### Given problem
Copy verbatim the stretch of the material below from the line containing "query: the noun phrase to segment: bird" through the line containing "Trace the outline of every instance of the bird", including both of those lines.

-- begin --

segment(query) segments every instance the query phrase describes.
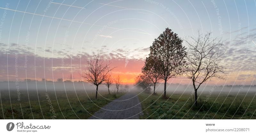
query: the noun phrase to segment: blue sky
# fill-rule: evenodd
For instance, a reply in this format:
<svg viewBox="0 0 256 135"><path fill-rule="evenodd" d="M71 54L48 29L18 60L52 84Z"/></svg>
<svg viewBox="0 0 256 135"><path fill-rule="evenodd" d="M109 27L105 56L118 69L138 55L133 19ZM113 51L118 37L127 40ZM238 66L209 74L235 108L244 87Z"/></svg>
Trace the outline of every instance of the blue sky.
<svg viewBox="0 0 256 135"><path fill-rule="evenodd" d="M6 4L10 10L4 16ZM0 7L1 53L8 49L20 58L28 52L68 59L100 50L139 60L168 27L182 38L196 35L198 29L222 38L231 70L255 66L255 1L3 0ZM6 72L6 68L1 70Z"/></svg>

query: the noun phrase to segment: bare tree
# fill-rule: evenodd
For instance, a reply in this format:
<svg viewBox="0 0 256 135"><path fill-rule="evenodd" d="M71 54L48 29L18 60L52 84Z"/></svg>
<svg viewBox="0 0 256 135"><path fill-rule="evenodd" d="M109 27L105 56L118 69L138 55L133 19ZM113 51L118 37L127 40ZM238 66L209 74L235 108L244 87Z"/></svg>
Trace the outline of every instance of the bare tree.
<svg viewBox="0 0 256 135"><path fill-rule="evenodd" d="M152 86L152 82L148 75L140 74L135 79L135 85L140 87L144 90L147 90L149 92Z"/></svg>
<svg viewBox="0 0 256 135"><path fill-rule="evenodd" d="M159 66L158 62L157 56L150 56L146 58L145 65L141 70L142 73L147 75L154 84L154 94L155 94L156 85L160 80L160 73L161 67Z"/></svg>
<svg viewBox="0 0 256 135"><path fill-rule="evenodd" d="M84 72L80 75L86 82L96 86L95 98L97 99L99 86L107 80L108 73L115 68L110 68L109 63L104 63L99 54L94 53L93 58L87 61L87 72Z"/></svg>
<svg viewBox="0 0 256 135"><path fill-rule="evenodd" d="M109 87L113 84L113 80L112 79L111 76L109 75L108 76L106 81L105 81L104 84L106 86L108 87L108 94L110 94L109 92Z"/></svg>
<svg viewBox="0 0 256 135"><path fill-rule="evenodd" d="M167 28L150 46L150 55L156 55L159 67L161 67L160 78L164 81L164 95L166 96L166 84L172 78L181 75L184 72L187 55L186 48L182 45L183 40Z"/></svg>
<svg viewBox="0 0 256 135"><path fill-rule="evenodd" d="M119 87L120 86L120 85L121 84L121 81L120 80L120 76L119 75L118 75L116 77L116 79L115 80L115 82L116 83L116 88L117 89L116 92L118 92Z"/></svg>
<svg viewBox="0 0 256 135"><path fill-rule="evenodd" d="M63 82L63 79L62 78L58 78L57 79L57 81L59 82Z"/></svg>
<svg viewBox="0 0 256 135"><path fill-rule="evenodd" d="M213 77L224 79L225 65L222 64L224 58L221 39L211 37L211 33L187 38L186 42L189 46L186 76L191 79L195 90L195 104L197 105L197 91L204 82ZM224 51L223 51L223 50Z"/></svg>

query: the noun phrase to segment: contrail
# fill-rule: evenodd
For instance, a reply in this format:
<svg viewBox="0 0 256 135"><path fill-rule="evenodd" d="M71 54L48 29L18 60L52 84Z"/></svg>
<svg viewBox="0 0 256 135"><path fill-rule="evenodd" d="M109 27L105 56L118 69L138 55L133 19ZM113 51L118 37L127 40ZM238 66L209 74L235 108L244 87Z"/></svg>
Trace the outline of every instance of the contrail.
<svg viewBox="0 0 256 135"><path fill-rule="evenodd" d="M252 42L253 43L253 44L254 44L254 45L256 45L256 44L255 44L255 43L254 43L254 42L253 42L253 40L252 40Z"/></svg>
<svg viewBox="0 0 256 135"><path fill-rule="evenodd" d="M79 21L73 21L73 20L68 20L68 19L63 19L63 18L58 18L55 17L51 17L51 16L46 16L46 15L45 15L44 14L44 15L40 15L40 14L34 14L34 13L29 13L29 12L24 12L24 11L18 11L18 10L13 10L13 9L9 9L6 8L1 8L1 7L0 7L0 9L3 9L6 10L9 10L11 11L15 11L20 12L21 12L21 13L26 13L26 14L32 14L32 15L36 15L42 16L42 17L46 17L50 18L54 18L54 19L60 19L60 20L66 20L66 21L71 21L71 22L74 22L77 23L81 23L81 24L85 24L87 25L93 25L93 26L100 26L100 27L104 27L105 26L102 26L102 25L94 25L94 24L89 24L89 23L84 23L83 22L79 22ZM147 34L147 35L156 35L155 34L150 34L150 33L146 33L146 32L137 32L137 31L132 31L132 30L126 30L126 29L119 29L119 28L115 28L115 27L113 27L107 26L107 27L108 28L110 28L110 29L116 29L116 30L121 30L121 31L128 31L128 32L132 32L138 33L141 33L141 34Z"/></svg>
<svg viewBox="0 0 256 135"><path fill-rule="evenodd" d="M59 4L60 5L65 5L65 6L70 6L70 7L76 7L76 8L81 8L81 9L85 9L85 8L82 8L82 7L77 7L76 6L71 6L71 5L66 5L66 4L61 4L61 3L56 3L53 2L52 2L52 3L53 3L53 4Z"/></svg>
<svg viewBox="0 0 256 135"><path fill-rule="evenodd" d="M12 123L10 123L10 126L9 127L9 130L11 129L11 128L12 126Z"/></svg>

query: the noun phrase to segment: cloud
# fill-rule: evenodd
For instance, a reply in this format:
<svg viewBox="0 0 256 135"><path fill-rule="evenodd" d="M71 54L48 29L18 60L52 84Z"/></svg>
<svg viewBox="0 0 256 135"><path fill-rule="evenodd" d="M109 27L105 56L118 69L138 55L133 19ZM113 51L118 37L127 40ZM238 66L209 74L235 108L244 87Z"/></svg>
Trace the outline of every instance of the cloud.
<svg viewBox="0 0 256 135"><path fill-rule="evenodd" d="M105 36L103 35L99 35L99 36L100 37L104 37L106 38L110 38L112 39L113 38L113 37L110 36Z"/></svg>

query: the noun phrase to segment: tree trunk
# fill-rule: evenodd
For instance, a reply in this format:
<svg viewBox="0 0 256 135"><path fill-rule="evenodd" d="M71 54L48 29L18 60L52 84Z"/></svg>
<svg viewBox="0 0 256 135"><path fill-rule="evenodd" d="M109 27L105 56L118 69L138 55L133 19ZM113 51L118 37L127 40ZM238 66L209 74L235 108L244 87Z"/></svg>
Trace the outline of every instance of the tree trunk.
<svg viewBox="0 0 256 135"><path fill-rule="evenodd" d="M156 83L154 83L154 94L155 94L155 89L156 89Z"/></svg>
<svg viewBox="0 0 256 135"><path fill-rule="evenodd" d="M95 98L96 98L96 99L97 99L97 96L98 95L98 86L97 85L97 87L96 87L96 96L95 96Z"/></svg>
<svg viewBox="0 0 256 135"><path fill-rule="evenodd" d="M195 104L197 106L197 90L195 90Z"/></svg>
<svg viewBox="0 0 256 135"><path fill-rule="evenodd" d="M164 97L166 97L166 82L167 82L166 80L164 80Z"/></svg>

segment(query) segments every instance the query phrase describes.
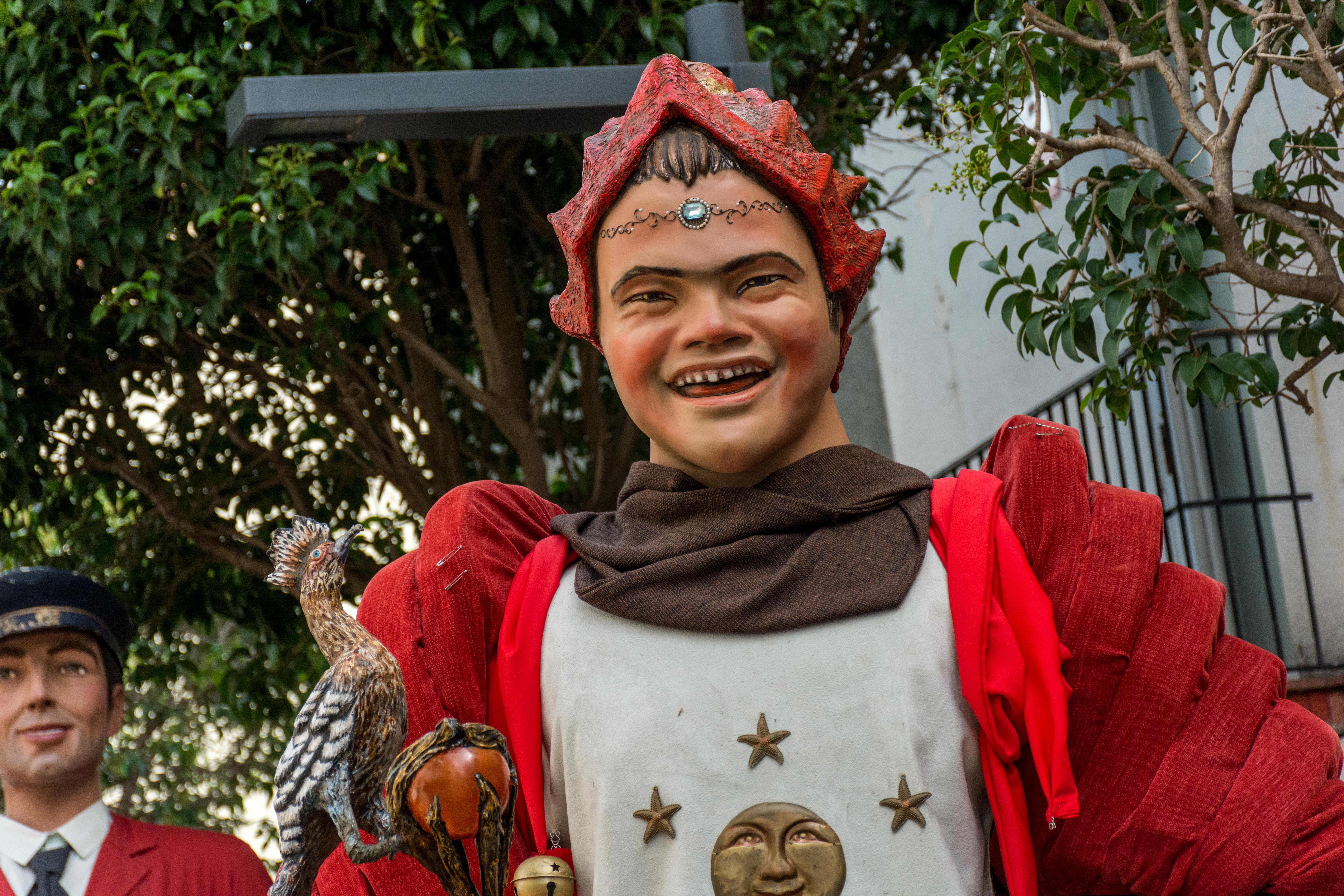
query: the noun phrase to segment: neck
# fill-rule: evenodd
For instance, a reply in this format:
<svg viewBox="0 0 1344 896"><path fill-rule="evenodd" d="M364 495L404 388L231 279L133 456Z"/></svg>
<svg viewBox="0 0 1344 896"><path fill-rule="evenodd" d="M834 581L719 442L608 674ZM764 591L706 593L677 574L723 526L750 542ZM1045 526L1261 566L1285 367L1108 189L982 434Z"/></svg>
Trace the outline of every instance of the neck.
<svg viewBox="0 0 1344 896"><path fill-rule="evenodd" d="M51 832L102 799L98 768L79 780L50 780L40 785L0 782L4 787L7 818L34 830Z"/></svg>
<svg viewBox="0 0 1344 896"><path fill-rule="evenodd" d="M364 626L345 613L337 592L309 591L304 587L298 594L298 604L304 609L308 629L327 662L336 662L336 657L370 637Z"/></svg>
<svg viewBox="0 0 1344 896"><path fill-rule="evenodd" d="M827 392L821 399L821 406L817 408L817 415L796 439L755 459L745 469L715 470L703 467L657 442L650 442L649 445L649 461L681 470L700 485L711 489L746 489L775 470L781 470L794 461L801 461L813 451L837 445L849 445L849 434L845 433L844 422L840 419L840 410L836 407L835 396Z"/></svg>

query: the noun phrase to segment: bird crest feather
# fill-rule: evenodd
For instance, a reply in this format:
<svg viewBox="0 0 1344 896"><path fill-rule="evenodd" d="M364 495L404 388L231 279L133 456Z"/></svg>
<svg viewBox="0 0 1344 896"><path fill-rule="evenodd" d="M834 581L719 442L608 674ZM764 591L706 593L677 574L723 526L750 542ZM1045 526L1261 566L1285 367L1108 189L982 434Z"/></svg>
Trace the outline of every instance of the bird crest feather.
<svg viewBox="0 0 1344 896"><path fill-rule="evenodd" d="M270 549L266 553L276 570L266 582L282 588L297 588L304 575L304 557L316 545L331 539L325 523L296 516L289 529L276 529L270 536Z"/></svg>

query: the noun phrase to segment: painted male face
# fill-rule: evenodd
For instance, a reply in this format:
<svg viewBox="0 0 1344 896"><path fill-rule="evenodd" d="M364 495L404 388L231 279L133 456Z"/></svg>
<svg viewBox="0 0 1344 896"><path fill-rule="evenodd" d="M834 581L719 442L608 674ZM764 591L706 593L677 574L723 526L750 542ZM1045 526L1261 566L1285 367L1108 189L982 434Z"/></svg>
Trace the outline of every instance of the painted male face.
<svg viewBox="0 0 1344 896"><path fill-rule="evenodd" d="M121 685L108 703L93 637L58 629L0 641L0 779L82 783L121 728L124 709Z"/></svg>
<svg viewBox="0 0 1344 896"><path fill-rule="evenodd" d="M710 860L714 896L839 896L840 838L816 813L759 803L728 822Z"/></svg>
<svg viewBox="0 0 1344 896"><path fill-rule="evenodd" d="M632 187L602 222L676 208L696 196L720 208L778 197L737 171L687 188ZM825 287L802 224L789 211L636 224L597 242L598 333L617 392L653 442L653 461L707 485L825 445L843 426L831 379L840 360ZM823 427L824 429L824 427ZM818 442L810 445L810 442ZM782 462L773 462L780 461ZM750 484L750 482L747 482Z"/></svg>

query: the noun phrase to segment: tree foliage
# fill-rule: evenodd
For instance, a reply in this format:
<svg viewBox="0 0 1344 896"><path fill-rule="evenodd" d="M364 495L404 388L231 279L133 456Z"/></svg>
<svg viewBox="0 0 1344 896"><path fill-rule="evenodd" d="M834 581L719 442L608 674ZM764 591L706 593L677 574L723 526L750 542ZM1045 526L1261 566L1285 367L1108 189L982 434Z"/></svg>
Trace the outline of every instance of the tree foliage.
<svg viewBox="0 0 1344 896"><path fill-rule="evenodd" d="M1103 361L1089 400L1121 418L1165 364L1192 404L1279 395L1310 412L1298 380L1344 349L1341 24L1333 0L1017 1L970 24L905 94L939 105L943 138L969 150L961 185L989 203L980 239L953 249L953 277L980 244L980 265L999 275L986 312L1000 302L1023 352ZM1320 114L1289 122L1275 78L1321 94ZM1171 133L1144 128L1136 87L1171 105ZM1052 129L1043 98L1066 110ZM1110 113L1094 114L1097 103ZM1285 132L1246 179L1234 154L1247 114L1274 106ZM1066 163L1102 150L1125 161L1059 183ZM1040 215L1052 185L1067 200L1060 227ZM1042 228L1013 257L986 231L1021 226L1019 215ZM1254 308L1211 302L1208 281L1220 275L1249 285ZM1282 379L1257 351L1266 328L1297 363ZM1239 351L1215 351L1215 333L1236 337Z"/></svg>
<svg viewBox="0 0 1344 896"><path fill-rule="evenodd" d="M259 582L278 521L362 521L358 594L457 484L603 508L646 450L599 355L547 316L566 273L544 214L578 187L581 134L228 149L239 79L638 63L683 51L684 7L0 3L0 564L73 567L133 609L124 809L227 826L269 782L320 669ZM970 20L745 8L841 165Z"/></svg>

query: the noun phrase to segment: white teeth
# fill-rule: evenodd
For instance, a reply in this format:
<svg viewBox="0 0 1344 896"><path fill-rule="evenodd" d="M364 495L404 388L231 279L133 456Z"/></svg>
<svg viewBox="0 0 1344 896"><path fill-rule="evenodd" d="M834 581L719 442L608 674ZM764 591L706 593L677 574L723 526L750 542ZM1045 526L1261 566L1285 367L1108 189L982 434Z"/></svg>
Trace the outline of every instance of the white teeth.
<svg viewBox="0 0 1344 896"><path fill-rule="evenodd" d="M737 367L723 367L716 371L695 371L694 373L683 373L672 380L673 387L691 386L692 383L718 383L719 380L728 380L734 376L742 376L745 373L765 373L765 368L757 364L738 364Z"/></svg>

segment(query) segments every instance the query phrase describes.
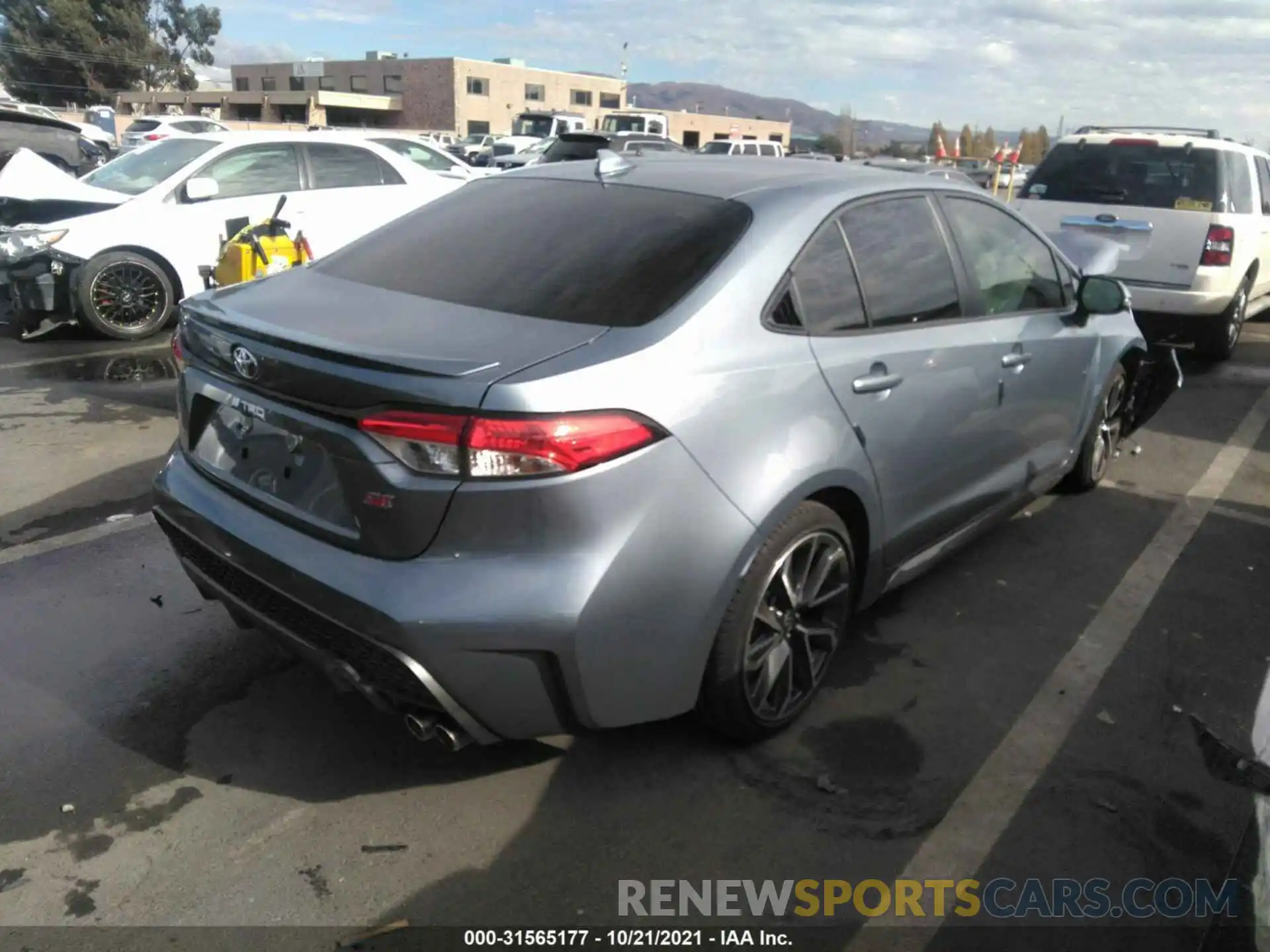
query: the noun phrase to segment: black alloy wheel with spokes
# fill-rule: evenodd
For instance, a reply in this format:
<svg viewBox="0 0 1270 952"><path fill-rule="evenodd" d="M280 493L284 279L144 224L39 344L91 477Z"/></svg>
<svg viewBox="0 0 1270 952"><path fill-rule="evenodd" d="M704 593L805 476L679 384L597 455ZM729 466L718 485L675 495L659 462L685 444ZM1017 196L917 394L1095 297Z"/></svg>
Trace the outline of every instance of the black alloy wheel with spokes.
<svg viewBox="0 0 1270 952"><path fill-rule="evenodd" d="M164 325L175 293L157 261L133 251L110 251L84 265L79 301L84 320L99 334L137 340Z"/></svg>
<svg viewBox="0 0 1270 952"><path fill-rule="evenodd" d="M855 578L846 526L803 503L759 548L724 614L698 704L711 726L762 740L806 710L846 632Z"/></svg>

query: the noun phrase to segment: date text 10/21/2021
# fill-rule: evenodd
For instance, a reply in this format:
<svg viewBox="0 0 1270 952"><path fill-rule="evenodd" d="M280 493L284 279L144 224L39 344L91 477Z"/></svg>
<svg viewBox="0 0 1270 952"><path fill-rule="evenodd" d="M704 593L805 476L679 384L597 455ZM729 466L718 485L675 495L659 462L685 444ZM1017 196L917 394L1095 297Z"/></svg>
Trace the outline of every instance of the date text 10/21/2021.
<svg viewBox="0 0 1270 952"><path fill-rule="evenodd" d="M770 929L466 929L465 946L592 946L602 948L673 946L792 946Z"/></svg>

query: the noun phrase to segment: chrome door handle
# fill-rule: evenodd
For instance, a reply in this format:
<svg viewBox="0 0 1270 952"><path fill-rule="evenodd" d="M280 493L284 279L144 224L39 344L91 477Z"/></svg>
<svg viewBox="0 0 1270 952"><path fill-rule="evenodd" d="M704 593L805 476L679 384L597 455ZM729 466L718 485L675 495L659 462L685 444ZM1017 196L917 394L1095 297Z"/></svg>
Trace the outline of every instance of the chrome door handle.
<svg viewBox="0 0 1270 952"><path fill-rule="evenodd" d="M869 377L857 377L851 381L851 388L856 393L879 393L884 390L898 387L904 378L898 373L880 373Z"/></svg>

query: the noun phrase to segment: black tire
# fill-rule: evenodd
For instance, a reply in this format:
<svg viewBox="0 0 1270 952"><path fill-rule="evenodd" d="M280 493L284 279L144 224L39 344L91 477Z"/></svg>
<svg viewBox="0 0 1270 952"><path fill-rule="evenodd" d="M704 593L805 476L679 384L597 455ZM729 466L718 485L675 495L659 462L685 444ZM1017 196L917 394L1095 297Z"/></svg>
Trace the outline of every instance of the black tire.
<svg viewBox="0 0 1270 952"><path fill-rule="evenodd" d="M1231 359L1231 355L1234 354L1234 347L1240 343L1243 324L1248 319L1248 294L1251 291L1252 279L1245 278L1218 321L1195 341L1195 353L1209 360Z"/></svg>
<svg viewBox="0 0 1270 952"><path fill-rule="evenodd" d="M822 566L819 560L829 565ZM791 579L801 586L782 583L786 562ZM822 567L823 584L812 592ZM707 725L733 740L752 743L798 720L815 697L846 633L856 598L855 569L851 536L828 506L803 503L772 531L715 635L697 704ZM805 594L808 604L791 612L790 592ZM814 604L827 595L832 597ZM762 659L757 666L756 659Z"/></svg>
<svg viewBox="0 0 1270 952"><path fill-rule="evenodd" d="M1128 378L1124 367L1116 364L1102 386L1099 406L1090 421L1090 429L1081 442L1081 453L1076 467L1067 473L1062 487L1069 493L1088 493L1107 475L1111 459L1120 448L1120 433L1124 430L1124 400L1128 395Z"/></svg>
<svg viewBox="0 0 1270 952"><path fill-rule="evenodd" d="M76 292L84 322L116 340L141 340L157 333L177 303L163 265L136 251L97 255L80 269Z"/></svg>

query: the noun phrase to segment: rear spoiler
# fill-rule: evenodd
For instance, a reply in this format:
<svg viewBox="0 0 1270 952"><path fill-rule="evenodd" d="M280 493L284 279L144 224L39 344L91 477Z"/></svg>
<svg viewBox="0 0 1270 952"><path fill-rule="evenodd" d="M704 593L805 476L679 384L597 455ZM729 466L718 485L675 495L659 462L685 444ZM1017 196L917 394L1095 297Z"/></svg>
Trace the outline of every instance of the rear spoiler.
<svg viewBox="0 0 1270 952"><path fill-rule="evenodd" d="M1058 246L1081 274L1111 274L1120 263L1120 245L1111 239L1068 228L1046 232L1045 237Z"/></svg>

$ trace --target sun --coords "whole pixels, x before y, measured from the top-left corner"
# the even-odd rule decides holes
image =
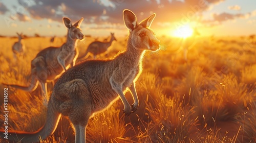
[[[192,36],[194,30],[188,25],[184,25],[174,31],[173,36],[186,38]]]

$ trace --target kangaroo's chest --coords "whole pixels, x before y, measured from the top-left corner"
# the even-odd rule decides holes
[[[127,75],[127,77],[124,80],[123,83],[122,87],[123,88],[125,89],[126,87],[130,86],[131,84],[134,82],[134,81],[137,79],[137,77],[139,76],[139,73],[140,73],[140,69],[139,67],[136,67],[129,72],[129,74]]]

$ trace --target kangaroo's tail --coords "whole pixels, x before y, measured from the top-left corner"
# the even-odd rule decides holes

-- end --

### Complete response
query: the noun phrase to segment: bird crest feather
# fill-rule: evenodd
For instance, a reply in this format:
<svg viewBox="0 0 1344 896"><path fill-rule="evenodd" d="M364 495L404 388L231 279L133 456Z"/></svg>
<svg viewBox="0 0 1344 896"><path fill-rule="evenodd" d="M834 581L719 442L608 674ZM764 591L706 593L677 574L723 526L750 542ZM1045 526L1261 566L1285 367L1108 189L982 434Z"/></svg>
Trace the outline of every instance of the bird crest feather.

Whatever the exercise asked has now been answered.